THE REQUEST — Could you write out every line of the entries below again, requests included, shifting each x and y coordinate in the answers up by 148? Leave the pictures out of your reply.

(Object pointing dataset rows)
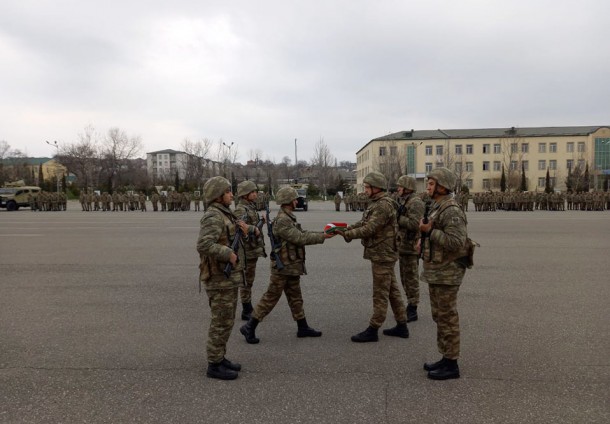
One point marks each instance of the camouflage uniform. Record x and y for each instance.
(218, 228)
(378, 230)
(291, 239)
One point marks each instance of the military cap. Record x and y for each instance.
(214, 188)
(376, 179)
(443, 177)
(285, 195)
(245, 187)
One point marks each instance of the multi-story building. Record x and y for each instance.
(479, 156)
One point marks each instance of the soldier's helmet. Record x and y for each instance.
(407, 182)
(443, 177)
(376, 179)
(245, 187)
(214, 188)
(285, 195)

WRITTEN RESPONSE —
One point marks each instance of the camouflage uniform. Record x and y for each instance.
(366, 376)
(526, 378)
(439, 387)
One point marks each instance of the military cap. Record x and y for each instance.
(362, 336)
(524, 327)
(591, 325)
(433, 343)
(393, 335)
One point marks each instance of the multi-story building. Record x and y for each instance.
(627, 304)
One point marks each instance of the soldier's helmet. Record x and y for each instance.
(555, 330)
(591, 325)
(524, 327)
(393, 335)
(362, 336)
(433, 343)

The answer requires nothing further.